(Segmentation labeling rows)
◇ ◇ ◇ ◇

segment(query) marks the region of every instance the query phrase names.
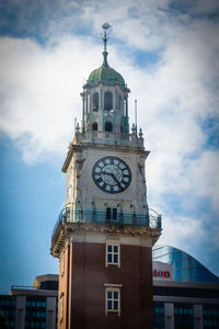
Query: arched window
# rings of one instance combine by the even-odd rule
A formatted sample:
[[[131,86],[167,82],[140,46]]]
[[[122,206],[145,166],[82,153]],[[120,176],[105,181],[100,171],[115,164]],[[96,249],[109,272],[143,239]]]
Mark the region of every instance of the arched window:
[[[92,124],[92,131],[93,131],[93,132],[97,132],[97,128],[99,128],[99,125],[97,125],[96,122],[94,122],[94,123]]]
[[[105,123],[105,132],[113,132],[113,125],[112,125],[112,122],[110,121],[106,121]]]
[[[106,91],[104,93],[104,110],[105,111],[113,110],[113,94],[111,91]]]
[[[97,92],[93,93],[93,111],[95,111],[95,112],[99,111],[99,93]]]

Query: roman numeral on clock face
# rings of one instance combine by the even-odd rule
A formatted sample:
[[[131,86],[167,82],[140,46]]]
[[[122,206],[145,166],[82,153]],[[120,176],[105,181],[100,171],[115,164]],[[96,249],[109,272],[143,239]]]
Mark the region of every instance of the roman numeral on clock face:
[[[94,163],[92,178],[102,191],[122,193],[130,185],[131,171],[124,160],[116,157],[105,157]]]

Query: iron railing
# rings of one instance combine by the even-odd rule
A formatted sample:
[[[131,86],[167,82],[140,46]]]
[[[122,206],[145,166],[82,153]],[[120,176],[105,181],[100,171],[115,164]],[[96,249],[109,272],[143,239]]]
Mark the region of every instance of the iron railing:
[[[106,211],[84,211],[84,209],[72,209],[65,207],[53,229],[51,245],[56,240],[59,228],[66,223],[93,223],[96,225],[114,225],[119,228],[125,226],[134,227],[150,227],[161,229],[161,215],[153,212],[151,214],[137,214],[137,213],[108,213]]]

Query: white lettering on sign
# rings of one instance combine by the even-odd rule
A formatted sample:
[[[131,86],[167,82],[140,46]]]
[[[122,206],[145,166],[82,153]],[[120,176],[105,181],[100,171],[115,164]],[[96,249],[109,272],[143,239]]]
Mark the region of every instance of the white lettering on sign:
[[[170,279],[171,277],[171,273],[169,271],[158,271],[158,270],[153,270],[153,276],[154,277],[165,277],[165,279]]]

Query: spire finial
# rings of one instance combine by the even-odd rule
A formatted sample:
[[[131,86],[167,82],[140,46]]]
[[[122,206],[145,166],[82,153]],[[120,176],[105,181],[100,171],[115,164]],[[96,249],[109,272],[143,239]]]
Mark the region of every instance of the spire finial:
[[[102,25],[103,30],[104,30],[104,34],[103,34],[103,43],[104,43],[104,52],[103,52],[103,65],[106,67],[108,66],[107,64],[107,55],[108,53],[106,52],[106,44],[107,44],[107,41],[108,41],[108,33],[107,33],[107,30],[111,27],[111,25],[108,24],[108,22],[105,22],[103,25]]]
[[[103,30],[104,30],[104,35],[103,35],[103,43],[104,43],[104,52],[106,52],[106,43],[108,41],[108,34],[107,34],[107,30],[111,27],[111,25],[108,24],[108,22],[105,22],[102,25]]]

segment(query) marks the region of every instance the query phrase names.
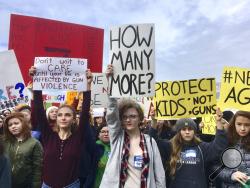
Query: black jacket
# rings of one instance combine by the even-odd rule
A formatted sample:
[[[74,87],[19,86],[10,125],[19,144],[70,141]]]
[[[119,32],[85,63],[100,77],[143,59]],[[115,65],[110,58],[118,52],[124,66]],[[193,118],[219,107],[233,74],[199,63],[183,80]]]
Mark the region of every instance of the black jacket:
[[[150,135],[156,140],[162,162],[165,164],[170,160],[172,152],[171,143],[168,140],[158,139],[157,131],[153,128]],[[213,142],[201,142],[199,145],[184,145],[181,151],[181,160],[177,163],[177,170],[174,177],[170,177],[169,169],[166,171],[166,184],[169,188],[206,188],[207,180],[205,169],[207,164],[218,159],[227,147],[227,137],[223,130],[217,130]]]

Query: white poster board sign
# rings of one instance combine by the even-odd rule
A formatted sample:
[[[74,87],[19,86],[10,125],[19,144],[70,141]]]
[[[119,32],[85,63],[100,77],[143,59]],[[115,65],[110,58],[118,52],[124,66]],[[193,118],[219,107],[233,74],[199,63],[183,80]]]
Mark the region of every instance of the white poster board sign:
[[[36,57],[34,90],[87,90],[87,59]]]
[[[123,25],[110,29],[109,80],[111,97],[153,96],[155,93],[154,24]]]
[[[94,108],[107,107],[108,80],[104,73],[93,73],[91,105]]]

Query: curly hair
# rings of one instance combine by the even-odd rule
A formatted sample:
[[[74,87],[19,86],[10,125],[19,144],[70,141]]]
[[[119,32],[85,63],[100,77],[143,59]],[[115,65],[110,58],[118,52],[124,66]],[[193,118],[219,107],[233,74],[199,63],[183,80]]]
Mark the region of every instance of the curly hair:
[[[31,137],[31,129],[29,126],[29,123],[27,122],[26,118],[24,117],[24,115],[21,112],[13,112],[11,113],[9,116],[6,117],[5,121],[4,121],[4,139],[5,140],[9,140],[10,142],[14,142],[16,140],[16,137],[11,134],[11,132],[9,131],[9,121],[13,118],[17,118],[21,121],[22,123],[22,135],[24,137],[24,139],[28,139]]]
[[[78,129],[78,126],[76,124],[76,110],[71,106],[71,105],[67,105],[67,104],[62,104],[58,107],[58,112],[60,109],[62,108],[68,108],[72,111],[73,113],[73,120],[74,120],[74,123],[71,125],[71,133],[74,133],[77,129]],[[56,124],[56,127],[55,127],[55,130],[58,132],[59,131],[59,126]]]

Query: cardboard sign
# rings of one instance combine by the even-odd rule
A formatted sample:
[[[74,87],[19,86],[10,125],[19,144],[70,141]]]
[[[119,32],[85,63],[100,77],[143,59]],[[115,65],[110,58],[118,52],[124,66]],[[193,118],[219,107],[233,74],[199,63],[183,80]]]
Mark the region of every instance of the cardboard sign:
[[[157,119],[202,117],[216,113],[214,78],[159,82],[155,91]]]
[[[64,103],[66,101],[66,92],[43,92],[43,101],[47,103]]]
[[[224,67],[218,104],[221,109],[250,109],[250,69]]]
[[[216,133],[216,120],[215,116],[203,116],[202,121],[204,127],[202,128],[202,134],[215,135]]]
[[[88,59],[92,72],[102,72],[104,30],[61,21],[11,14],[9,49],[14,49],[23,79],[35,57]]]
[[[124,25],[110,30],[111,97],[153,96],[155,84],[153,24]]]
[[[14,51],[0,52],[0,110],[27,102],[27,92]]]
[[[104,73],[93,73],[91,105],[94,108],[107,107],[108,80]]]
[[[104,117],[104,108],[93,108],[93,117]]]
[[[87,90],[87,60],[78,58],[36,57],[33,90]]]

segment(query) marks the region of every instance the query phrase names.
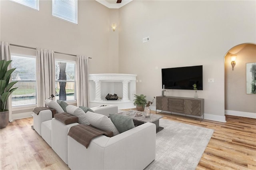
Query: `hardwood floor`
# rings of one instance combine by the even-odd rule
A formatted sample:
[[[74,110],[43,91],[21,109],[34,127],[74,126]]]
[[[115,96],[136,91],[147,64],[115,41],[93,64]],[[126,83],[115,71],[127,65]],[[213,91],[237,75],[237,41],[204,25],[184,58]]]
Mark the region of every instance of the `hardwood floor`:
[[[214,130],[196,169],[256,170],[256,119],[226,116],[227,123],[160,113],[163,119]],[[30,126],[29,118],[0,130],[0,169],[69,169]]]

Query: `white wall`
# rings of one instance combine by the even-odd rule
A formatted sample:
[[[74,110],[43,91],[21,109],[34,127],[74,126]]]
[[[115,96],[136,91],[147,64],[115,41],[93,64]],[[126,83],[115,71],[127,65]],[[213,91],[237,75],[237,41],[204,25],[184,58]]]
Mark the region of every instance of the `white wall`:
[[[52,16],[51,0],[40,0],[39,12],[10,0],[1,1],[1,41],[87,55],[92,58],[90,73],[118,72],[118,67],[110,67],[118,65],[118,60],[116,55],[110,55],[118,50],[116,47],[109,47],[113,32],[110,9],[95,0],[80,0],[76,25]]]
[[[79,0],[76,25],[52,16],[51,0],[40,0],[39,11],[10,0],[0,0],[0,41],[87,55],[92,58],[90,73],[118,73],[118,32],[114,34],[111,27],[118,21],[118,10],[94,0]],[[36,55],[35,50],[12,46],[10,49],[12,53]],[[55,57],[76,60],[70,55]],[[30,116],[33,107],[13,108],[13,118]]]
[[[232,55],[236,55],[234,70]],[[225,109],[250,113],[256,117],[256,94],[246,94],[246,63],[256,62],[256,45],[247,44],[239,51],[225,57]],[[243,116],[242,115],[242,116]],[[245,117],[245,116],[244,116]]]
[[[236,45],[256,42],[256,8],[255,1],[133,1],[119,10],[119,73],[137,74],[137,93],[149,100],[161,95],[161,68],[202,65],[198,93],[205,118],[225,121],[224,56]]]

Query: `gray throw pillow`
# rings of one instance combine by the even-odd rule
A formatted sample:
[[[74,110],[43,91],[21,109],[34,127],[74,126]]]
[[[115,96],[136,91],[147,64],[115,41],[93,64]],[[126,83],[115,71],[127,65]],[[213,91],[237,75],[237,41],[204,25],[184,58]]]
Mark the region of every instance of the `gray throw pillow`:
[[[132,119],[131,118],[116,114],[110,114],[109,116],[111,121],[120,133],[135,127]]]
[[[82,109],[82,110],[84,111],[85,113],[86,113],[88,111],[90,111],[91,112],[94,112],[89,107],[84,107],[83,106],[79,106],[79,108]]]
[[[62,101],[60,100],[57,100],[57,103],[60,105],[60,106],[61,108],[62,108],[62,109],[63,109],[64,111],[66,113],[67,109],[66,109],[66,107],[67,107],[67,106],[68,106],[68,104],[64,101]]]

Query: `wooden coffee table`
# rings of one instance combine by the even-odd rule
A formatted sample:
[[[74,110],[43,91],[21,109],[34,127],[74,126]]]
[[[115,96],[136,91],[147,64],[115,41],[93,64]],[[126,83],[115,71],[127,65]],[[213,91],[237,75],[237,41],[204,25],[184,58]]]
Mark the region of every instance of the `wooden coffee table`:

◇ ◇ ◇ ◇

Copy the lines from the one containing "Query: cardboard sign" through the one containing "[[[64,103],[66,101],[66,92],[43,92],[43,101],[47,103]]]", inclusive, replacing "cardboard sign" with "paper sign" and keeping everything else the same.

▸ **Exercise output**
Query: paper sign
# rings of one instance combine by the even-odd rule
A formatted sample:
[[[74,87],[19,86],[10,125],[19,144],[70,141]]]
[[[119,32],[85,63],[100,77],[143,59]],[[115,65],[110,58],[118,52],[124,66]],[[193,118],[219,107],[233,74],[199,63],[183,80]]]
Mark the region of every instance of the paper sign:
[[[157,119],[202,117],[216,113],[214,78],[159,82],[155,91]]]
[[[64,103],[66,101],[66,92],[43,92],[43,101],[47,103]]]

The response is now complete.